- SOURCE PASSAGE:
##############################

The National Planning Policy Framework (NPPF) is the body responsible for policies that regard government planning in the United Kingdom. The framework was set out to present a consolidated framework that covers all modes of development as well as setting out priorities in the economy, environment and social realms of the nation. In essence, the NPPF framework was developed as a simple and accessible planning policy. The framework was actually touted as having replaced the previous ling policies on the same in terms of pages. However, the existing frameworks did not change and still remain effective and usable.

Planning laws, regulations, and development controls set out the manner in which land is used as well as the building characteristics; essentially, these laws affect the physical environment. At times, directly or indirectly, planning laws contribute to differences in social composition of city blocks, neighborhoods, cities and regions. In the same regard, the NPPF provides the framework within which local plans for housing and development are prepared within the country. Against this light, this piece will exemplify the application of NPPF on a development project. Precisely, Ballam Park South Sports Pavilion in Frankston, Australia will be the project of choice since it is an ongoing project that can suffice as any other development project in the United Kingdom.

##############################

- MATERIAL SHOWN:

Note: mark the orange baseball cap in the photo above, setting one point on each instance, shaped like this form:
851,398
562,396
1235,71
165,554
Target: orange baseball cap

##############################

- SET OF TASKS:
A – Edit the stretch of the NPPF passage from "The National Planning" through "effective and usable.", replacing "consolidated" with "unified".
B – Resume the NPPF passage, picking up right after its last sentence.

- SOLVED PROBLEMS:
A –
The National Planning Policy Framework (NPPF) is the body responsible for policies that regard government planning in the United Kingdom. The framework was set out to present a unified framework that covers all modes of development as well as setting out priorities in the economy, environment and social realms of the nation. In essence, the NPPF framework was developed as a simple and accessible planning policy. The framework was actually touted as having replaced the previous ling policies on the same in terms of pages. However, the existing frameworks did not change and still remain effective and usable.

B –
"Ballam Park South Sports Pavilion" is a soccer pavilion that will be undergoing redevelopment as from the end of this year and the beginning of the coming year. The redevelopment project, which will take a total of fourteen months, will include the demolition of the current pavilion and rebuilding of a new pavilion at the same place. The current pavilion, which houses a football club with over four hundred members, requires modernization owing to the exponential growth in its memberships. The modern structure is required to meet the required standards in terms of accessibility ("Frankston City Council", 2018).

In light of the NPPF framework as presented by the Ministry of Housing, Communities, and Local Government (2018), one of the purposes of the planning frameworks is to meet sustainable development needs. In this regard, the policy states that sustainable development aims at meeting the requirements of the present generation without compromising the needs if the future generations or the ability of such generations to meet those needs. Looking at the football pavilion that is under development or proposed development, one of the noted issues that called for its demolition and the need for reconstruction was the growing population of members. Hosting a football club that had over four hundred male and female members, it was deemed essential that some design aspects were changed to accommodate all persons on board.

Essentially, the new design was to take heed of the age factor; the club houses people from five years of age and above. As such accessibility issues had to take into consideration that there were young people involved. Further, in consideration of the fact that there were females in the team, there needed to be female friendly changing rooms. Further it was proposed that there needed to be added a kitchen or a kiosk, a changing room for the referees, a storage room, public toilets that would be available for all users of the park and provision of first aid facilities. Ostensibly, it is evident that the demolition of the current facility suffices since the new facility seeks to take care of the needs of the current users as a whole. The facility would sustainably accommodate all people, now and in future.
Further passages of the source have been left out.